Required task 1:
Answer these questions from the article on Latin American soccer players and poverty:
(a) In which town did Alexis Sánchez learn his moves by dribbling stones through muddy puddles?
(b) What work did Sánchez do to pay for shoes?
(c) How does the article describe the region where Juan Guillermo Cuadrado was born?
Required task 2:
Write the next few paragraphs of the article on Latin American soccer players and poverty, picking up after its final sentence.
— START Extract to read —
While U.S. soccer players enjoy a smooth professional ride, for the rest of the continent the sport is a way out of poverty and hunger, as was the case for Alexis Sánchez, Sergio Aguero and Juan Carlos Cuadrado.
4 Jun 2016 – 08:43 PM EDT
Juan Guillermo Cuadrado was born in a poor region of Colombia rife with drug trafficking and armed violence Crédito: Getty

He ran like a soul possessed. One by one, he shrugged off rivals seeking to take his legs from under him.

All his trick moves, feints and jinks. he acquired dribbling stones with his feet through muddy puddles in Tocopilla in northern Chile.

Alexis Sánchez was born with a love for the ball, but what he exceeded in talent, his family lacked in money.

The Chilean star is one of the many Latin American players who escaped hunger and poverty by hugging a soccer ball. Sánchez had no money for shoes, so, he washed as many cars as he could to pay for them. The money was to eat, but also so that the kicks of his friends did not hurt so much.
— END Extract to read —
— START Material provided —
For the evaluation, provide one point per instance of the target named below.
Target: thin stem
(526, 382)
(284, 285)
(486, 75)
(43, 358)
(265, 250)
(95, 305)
— END Material provided —
Written response 1:
(a) Tocopilla, in northern Chile.
(b) He washed cars.
(c) As a poor region of Colombia rife with drug trafficking and armed violence.

Written response 2:
In South America the majority of players are born into difficult economic cicumstances, some very tough. That could lead them to substitute a shot at goal for a gunshot, stealing in order to eat or for those luxuries that poverty does not afford. But love of the game almost always surpasses all that.

A string of Latin American players are recognized for having overcome deprivation and for whom soccer turned their lives around. It's in the favelas (slums) and pasture fields where scouts often find future talent for the big teams such as Barcelona or Real Madrid. It is down at the grass roots where they may find the next tenant of a Milan mansion or a Paris penthouse.

Sergio Aguero says it was only when he began to shine in the lower teams at Argentine club Independiente, and got his first pay check, that he finally managed to put a decent meal in his stomach. Years earlier, known as 'Kun' after his favorite childhood cartoon, had to overcome the hard reality of life in one of the poorest and most dangerous barrios in Buenos Aires.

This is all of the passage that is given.